* **Questions to answer**
1/ In the text on ExpansionHunter, which tool was used to visually inspect all alignments?
2/ Please extend the text on ExpansionHunter, picking up right after its last sentence.

ExpansionHunter is a bioinformatics tool designed to detect and analyze repeat expansions in short tandem repeats (STRs) using short-read sequencing data. It identifies reads that span, flank, or are fully contained within each repeat in BAM/CRAM files and maps them to the reference genome to estimate the size of the repeat expansion at each locus. STR expansions are implicated in a variety of genetic disorders, including Huntington’s disease and several spinocerebellar ataxias. ExpansionHunter has demonstrated considerable sensitivity and specificity in detecting STR expansions from PCR-free whole-genome sequencing data. However, its application to whole-exome sequencing (WES) remains underexplored, even though numerous disease-associated STR loci are located within coding regions. Here, we present a real-world evaluation of ExpansionHunter’s performance for analyzing WES data over a one-year period in a commercial diagnostic center. This study provides insights into the practical utility of the tool in a clinical diagnostic setting.
Methods:
ExpansionHunter was applied to 4,658 WES samples. All participants provided informed consent for the use of their genetic data in research. Samples with detected STR expansions, based on reference values from the STRipy database, were included in the analysis. Visual inspection of all alignments was performed using REViewer, a specialized tool for examining read alignments in tandem repeat regions. Reports from physicians who ordered the WES were reviewed to correlate the identified STR genotypes with the clinical information provided.

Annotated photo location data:
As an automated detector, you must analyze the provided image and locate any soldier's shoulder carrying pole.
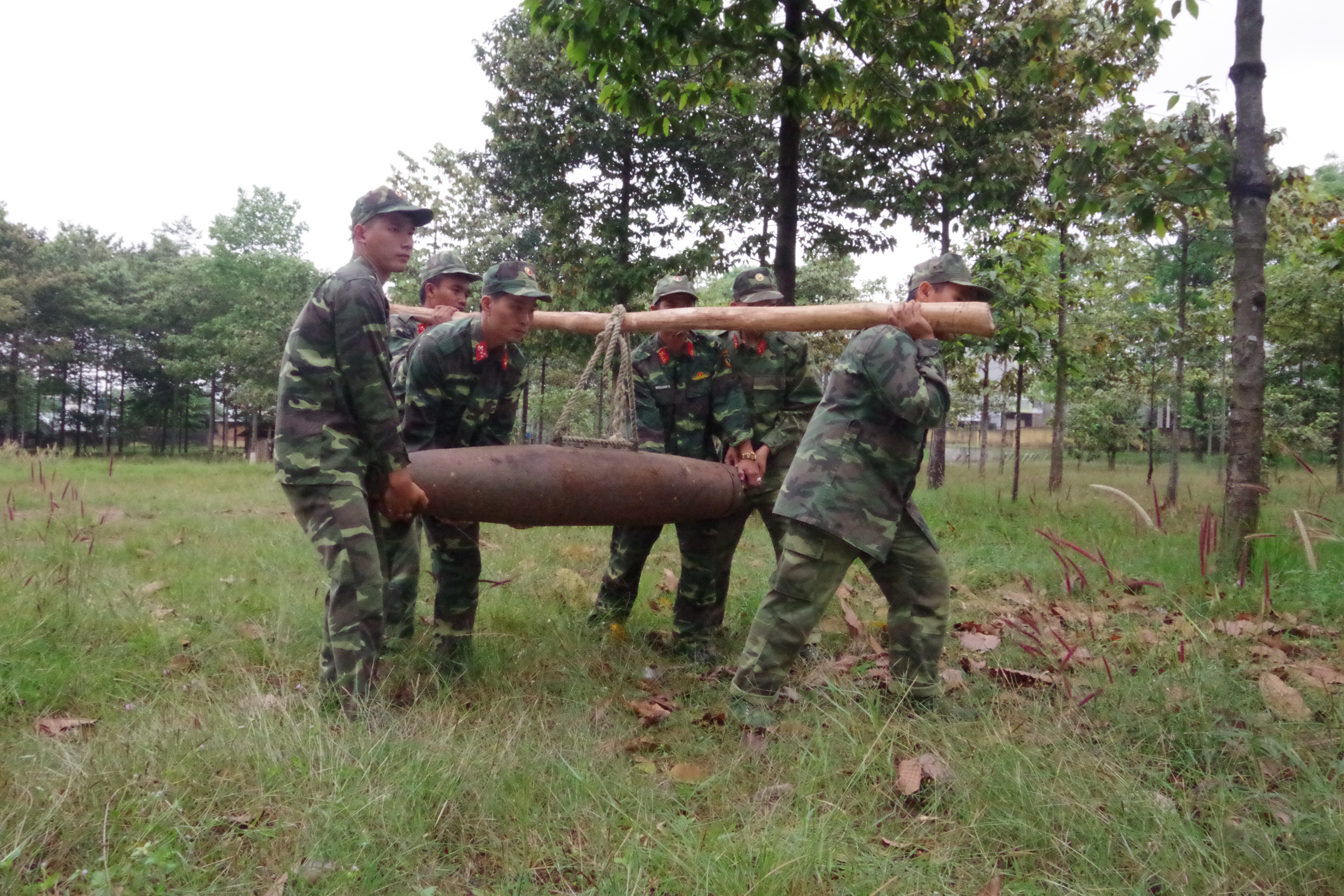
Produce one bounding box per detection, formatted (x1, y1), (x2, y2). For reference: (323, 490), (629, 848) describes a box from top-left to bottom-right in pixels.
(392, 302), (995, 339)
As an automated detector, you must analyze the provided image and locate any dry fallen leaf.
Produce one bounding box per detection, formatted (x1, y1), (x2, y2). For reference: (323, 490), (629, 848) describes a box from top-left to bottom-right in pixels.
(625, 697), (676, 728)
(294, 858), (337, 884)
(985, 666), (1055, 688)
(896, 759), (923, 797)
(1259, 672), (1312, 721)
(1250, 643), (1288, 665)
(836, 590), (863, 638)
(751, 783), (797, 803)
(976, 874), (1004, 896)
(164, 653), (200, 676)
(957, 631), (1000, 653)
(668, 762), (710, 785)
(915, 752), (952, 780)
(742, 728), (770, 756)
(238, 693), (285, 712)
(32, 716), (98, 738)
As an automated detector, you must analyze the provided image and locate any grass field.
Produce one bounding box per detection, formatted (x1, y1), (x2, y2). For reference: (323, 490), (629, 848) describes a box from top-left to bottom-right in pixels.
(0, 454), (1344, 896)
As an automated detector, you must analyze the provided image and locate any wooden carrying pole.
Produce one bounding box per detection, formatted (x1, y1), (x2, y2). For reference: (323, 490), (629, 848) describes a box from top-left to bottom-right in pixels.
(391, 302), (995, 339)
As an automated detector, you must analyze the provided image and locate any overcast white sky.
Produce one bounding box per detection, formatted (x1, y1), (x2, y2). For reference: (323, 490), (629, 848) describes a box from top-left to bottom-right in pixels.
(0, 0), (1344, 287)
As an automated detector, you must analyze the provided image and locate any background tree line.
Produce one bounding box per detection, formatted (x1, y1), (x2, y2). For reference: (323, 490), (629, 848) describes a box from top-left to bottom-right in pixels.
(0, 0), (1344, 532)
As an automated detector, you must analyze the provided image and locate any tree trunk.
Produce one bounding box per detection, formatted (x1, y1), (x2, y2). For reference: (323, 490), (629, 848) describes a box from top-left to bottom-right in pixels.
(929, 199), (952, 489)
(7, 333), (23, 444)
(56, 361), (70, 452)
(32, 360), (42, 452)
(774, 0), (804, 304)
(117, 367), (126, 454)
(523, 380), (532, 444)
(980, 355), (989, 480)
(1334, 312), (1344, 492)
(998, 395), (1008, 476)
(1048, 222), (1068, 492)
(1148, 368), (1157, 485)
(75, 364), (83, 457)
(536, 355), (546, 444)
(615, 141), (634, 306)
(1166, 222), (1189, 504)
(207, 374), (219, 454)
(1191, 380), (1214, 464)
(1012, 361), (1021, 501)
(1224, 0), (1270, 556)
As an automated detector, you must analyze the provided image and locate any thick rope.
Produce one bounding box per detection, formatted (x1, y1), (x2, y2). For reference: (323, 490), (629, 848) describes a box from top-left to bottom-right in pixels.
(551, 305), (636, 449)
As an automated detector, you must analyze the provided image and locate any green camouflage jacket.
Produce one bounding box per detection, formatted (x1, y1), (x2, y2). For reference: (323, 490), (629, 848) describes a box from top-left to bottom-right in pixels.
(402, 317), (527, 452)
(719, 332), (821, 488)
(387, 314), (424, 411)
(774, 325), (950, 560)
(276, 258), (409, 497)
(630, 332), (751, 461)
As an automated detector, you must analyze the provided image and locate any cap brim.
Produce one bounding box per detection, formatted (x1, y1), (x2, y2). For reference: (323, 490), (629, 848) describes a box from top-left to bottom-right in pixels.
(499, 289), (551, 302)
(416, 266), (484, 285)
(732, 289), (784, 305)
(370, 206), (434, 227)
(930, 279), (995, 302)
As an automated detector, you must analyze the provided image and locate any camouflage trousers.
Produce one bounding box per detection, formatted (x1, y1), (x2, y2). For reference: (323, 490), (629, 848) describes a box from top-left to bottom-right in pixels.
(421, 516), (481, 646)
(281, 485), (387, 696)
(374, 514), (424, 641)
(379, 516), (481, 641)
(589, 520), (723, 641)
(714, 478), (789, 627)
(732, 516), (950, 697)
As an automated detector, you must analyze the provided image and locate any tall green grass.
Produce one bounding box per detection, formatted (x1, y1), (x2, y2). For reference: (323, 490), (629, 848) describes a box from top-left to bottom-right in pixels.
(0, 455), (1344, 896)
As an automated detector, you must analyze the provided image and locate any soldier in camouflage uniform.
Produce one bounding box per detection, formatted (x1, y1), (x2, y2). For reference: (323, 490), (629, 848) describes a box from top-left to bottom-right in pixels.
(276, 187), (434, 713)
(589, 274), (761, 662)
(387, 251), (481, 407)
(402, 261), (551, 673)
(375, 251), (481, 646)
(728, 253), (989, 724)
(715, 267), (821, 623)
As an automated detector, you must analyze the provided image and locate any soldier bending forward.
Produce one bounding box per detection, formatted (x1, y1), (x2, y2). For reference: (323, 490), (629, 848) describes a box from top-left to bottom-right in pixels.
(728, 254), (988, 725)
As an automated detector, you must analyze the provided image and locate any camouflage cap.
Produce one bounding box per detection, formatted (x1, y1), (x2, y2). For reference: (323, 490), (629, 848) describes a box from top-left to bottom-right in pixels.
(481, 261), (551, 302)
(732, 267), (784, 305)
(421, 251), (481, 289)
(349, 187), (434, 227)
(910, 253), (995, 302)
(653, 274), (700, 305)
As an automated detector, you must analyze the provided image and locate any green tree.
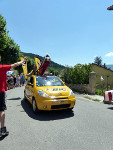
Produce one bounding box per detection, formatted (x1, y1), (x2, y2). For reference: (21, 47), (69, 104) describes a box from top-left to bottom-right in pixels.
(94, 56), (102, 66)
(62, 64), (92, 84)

* **Answers to this exercise**
1/ REViewer

2/
Results:
Nineteen samples were identified with expanded alleles: 1 in ATN1, 1 in ATXN2, 2 in ATXN7, 1 in GLS, 13 in DMPK, and 1 in FMR1. Five samples (ATN1, FMR1, and 3 in DMPK) were excluded after visual inspection using REViewer due to likely false-positive results. Clinical data were analyzed for the remaining 14 samples. Of these, 8 (ATXN2, ATXN7, and 5 in DMPK) showed strong concordance between the identified genotype and clinical symptoms, with the ATXN2 expansion later confirmed by PCR. One case (GLS) also exhibited strong correlation, although the expansion was in a heterozygous state with no second variant identified. In the remaining 5 cases, limited or absent clinical data prevented adequate assessment of genotype-phenotype correlation.
Conclusion:
This study highlights the utility of ExpansionHunter for detecting STR expansions in WES data, emphasizing its potential in clinical diagnostic workflows. Of the 19 identified cases, 14 were supported after visual inspection, with 9 showing strong genotype-phenotype correlation, including cases linked to ATXN2, ATXN7, DMPK, and GLS. This represents an improved accuracy of approximately 0,2% in an unselected pool of WES samples. The exclusion of five likely false-positive results underscores the importance of integrating visual validation tools such as REViewer to ensure diagnostic accuracy. While ExpansionHunter proves to be a valuable tool for analyzing STR expansions, its application would benefit from further optimization to reduce false-positive rates in WES. This real-world evaluation supports the integration of STR expansion analysis into routine diagnostic pipelines for inherited disorders.